Data extract |

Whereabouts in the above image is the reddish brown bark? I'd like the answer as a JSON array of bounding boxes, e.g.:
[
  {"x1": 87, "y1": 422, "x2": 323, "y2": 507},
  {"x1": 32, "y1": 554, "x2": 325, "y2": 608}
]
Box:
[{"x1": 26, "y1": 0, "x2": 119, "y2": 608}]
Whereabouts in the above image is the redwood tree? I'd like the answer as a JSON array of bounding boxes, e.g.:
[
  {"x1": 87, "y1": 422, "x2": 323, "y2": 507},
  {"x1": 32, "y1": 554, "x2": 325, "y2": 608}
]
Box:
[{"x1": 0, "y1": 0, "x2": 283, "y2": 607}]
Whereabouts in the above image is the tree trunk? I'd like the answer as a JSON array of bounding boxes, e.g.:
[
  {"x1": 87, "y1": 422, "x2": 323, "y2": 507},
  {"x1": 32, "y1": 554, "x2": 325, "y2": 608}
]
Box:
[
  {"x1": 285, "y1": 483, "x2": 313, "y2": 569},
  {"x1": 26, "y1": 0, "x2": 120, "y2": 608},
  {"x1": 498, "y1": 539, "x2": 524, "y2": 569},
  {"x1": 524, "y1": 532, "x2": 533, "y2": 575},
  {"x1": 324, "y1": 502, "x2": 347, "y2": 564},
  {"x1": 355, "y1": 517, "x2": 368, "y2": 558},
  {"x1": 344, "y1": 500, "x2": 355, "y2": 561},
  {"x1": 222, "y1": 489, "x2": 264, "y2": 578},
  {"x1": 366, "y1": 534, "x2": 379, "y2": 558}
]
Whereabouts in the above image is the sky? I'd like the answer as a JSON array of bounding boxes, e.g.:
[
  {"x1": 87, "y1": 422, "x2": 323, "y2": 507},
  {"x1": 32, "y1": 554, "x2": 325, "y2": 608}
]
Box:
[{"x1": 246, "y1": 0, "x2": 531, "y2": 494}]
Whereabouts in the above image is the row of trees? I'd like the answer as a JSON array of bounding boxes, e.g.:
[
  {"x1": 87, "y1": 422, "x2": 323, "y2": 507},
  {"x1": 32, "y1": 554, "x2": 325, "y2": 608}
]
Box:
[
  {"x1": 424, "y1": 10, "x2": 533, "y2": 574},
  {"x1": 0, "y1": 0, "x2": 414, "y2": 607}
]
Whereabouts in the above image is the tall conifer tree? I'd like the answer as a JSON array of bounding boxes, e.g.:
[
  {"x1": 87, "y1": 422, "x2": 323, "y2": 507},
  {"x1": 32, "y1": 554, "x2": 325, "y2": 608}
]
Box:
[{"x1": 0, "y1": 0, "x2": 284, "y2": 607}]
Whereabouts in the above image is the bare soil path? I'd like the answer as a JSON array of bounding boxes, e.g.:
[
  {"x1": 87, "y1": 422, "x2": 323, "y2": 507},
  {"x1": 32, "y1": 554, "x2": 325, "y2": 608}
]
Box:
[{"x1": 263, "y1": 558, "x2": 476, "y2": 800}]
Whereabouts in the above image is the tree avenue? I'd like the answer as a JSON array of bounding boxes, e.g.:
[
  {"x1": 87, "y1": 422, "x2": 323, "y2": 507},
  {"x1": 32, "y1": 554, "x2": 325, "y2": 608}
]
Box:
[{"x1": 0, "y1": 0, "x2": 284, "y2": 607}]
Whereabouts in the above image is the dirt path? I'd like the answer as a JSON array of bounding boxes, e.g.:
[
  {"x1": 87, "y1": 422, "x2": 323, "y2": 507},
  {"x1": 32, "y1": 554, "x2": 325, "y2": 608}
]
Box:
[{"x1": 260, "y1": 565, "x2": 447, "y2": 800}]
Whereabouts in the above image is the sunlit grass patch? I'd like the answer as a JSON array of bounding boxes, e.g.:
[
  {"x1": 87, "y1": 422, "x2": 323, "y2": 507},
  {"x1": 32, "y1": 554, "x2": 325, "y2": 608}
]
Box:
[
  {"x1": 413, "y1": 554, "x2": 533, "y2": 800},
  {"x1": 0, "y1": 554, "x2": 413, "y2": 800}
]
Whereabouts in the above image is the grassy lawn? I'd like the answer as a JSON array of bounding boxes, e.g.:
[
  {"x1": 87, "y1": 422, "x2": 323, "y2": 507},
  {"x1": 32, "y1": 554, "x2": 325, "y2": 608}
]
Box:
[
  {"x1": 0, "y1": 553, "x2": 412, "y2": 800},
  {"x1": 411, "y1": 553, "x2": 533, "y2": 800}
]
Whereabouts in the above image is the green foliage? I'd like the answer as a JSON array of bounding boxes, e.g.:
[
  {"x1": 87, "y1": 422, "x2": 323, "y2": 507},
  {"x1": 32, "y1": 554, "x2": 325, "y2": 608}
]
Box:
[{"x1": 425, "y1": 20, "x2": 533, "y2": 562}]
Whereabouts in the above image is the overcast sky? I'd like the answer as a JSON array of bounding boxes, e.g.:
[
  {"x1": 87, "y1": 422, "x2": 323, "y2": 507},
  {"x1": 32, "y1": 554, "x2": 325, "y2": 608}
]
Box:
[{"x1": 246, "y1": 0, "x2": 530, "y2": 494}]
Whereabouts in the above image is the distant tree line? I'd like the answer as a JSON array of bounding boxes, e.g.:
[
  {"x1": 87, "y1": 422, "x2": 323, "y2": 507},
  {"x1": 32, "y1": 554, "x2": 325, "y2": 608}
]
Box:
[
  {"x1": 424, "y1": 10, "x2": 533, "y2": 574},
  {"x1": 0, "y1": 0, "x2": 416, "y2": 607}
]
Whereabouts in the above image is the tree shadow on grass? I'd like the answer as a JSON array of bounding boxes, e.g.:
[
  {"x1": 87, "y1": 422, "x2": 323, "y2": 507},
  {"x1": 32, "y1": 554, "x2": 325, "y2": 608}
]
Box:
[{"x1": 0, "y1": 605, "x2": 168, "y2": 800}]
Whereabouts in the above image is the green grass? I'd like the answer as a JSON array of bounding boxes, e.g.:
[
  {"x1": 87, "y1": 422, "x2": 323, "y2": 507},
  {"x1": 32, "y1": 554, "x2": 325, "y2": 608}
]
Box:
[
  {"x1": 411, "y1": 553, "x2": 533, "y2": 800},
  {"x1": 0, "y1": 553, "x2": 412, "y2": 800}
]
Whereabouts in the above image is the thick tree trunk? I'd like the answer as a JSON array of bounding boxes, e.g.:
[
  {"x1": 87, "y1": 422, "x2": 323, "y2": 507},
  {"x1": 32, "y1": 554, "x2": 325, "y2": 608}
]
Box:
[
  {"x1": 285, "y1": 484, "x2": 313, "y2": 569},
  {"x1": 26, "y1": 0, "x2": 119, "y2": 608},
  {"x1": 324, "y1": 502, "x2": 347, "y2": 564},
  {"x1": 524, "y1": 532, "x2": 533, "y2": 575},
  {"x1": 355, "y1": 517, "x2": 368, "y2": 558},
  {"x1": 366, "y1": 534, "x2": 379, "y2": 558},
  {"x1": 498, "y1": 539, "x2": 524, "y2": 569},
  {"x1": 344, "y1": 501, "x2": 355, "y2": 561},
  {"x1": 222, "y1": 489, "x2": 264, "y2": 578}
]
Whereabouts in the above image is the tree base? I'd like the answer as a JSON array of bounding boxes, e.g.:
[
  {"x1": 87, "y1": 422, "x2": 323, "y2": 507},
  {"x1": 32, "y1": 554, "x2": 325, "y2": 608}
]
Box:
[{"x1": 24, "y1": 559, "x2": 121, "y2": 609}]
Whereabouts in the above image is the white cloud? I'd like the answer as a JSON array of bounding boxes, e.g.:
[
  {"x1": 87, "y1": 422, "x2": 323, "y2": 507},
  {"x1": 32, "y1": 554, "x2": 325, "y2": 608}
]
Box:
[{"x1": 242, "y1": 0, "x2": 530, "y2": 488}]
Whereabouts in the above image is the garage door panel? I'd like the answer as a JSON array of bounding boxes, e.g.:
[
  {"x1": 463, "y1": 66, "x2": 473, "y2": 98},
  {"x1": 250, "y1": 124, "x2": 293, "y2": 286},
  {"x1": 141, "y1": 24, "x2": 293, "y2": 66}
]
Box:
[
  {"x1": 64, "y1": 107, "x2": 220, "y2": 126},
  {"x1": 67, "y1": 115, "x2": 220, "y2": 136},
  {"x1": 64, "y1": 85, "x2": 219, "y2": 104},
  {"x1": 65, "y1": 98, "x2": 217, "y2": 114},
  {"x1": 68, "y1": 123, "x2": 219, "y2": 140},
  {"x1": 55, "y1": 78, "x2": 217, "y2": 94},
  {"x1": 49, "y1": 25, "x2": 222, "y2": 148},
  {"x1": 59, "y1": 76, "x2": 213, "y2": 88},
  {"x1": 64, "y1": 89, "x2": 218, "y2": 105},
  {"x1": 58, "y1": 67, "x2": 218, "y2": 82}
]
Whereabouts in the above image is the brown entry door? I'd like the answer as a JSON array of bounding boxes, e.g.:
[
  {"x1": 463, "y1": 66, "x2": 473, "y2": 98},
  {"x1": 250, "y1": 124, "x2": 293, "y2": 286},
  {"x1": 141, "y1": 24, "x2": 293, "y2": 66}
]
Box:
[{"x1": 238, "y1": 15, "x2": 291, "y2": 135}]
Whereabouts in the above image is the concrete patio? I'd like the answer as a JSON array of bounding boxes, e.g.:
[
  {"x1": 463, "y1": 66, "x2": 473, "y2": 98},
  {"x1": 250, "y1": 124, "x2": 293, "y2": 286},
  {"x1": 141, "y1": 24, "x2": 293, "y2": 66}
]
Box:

Stated goal |
Lay out the lines from the one containing "Whereabouts in the above image is the garage" through the end of the entries, inclusive, as a JSON list of strings, one string per line, leaving out blank lines.

Answer below |
[
  "Whereabouts in the above image is the garage door panel? I'd like the answer as a JSON array of bounding boxes, e.g.:",
  "[",
  "  {\"x1\": 463, \"y1\": 66, \"x2\": 473, \"y2\": 98},",
  "  {\"x1\": 250, \"y1\": 124, \"x2\": 293, \"y2\": 286},",
  "  {\"x1\": 141, \"y1\": 24, \"x2\": 293, \"y2\": 66}",
  "]",
  "Box:",
  "[",
  "  {\"x1\": 64, \"y1\": 107, \"x2\": 220, \"y2\": 126},",
  "  {\"x1\": 67, \"y1\": 115, \"x2\": 220, \"y2\": 136},",
  "  {\"x1\": 64, \"y1\": 85, \"x2\": 219, \"y2\": 104},",
  "  {\"x1\": 65, \"y1\": 98, \"x2\": 217, \"y2\": 114},",
  "  {\"x1\": 68, \"y1\": 123, \"x2\": 219, \"y2\": 140},",
  "  {\"x1\": 55, \"y1\": 78, \"x2\": 217, \"y2\": 94},",
  "  {\"x1\": 49, \"y1\": 25, \"x2\": 222, \"y2\": 148},",
  "  {\"x1\": 59, \"y1\": 76, \"x2\": 213, \"y2\": 88},",
  "  {\"x1\": 64, \"y1\": 89, \"x2\": 218, \"y2\": 105},",
  "  {\"x1\": 58, \"y1\": 67, \"x2\": 218, \"y2\": 82}",
  "]",
  "Whereabouts in the above image is the brown entry door? I'd like the answer as a JSON array of bounding boxes, e.g.:",
  "[",
  "  {\"x1\": 463, \"y1\": 66, \"x2\": 473, \"y2\": 98},",
  "  {\"x1\": 250, \"y1\": 124, \"x2\": 293, \"y2\": 286},",
  "  {\"x1\": 141, \"y1\": 24, \"x2\": 293, \"y2\": 66}",
  "]",
  "Box:",
  "[{\"x1\": 238, \"y1\": 15, \"x2\": 291, \"y2\": 135}]",
  "Whereabouts in the above image is the concrete patio? I'd like the answer as a JSON array of bounding boxes, e.g.:",
  "[",
  "  {\"x1\": 463, \"y1\": 66, \"x2\": 473, \"y2\": 98},",
  "  {\"x1\": 250, \"y1\": 124, \"x2\": 293, \"y2\": 286},",
  "  {\"x1\": 141, \"y1\": 24, \"x2\": 293, \"y2\": 66}",
  "]",
  "Box:"
]